_WHAT IS REQUIRED:_ Which lines in the records below contain the word "white"? Pull out each of those lines in full.

### EXTRACTED MATERIAL

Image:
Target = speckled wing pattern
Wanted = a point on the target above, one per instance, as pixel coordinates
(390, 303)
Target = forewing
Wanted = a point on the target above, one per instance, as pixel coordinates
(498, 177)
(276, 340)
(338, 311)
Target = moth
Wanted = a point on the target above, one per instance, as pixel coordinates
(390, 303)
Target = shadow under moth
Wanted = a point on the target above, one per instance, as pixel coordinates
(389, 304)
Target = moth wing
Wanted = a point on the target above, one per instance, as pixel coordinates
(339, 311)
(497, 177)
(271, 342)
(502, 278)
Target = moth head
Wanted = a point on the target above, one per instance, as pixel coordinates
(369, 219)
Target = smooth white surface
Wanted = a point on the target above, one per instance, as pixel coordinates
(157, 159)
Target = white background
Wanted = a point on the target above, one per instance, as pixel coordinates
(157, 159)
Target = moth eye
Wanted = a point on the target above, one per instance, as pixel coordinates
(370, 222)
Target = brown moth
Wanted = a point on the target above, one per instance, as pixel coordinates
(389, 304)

######
### EXTRACTED MATERIAL

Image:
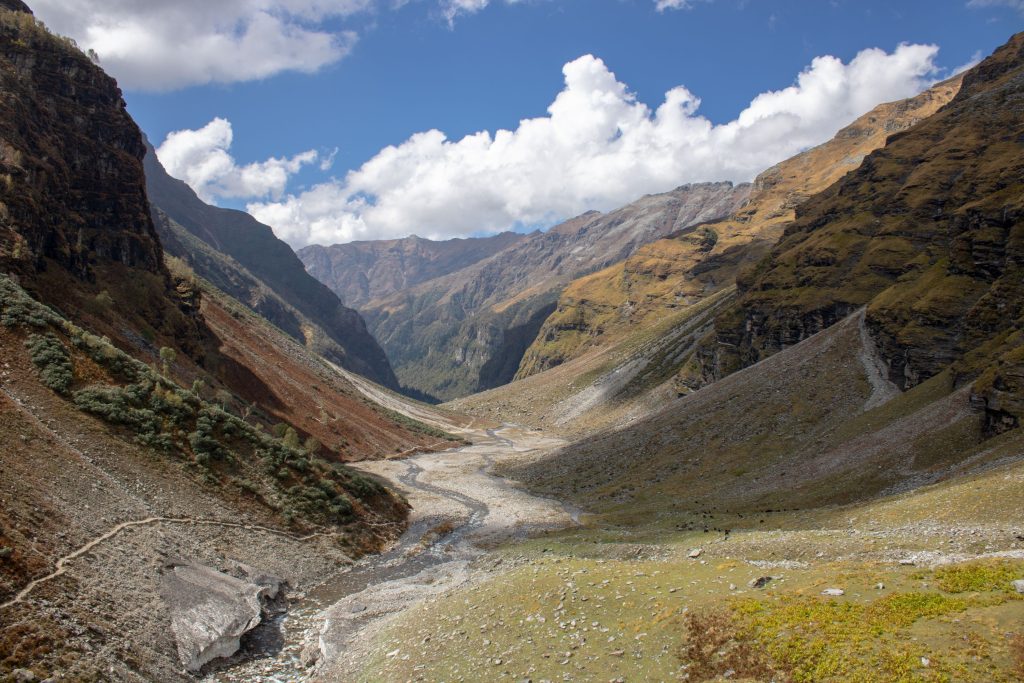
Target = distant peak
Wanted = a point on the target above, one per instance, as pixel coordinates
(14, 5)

######

_WRITTEN SOLUTION:_
Target = smooth white surface
Target = white background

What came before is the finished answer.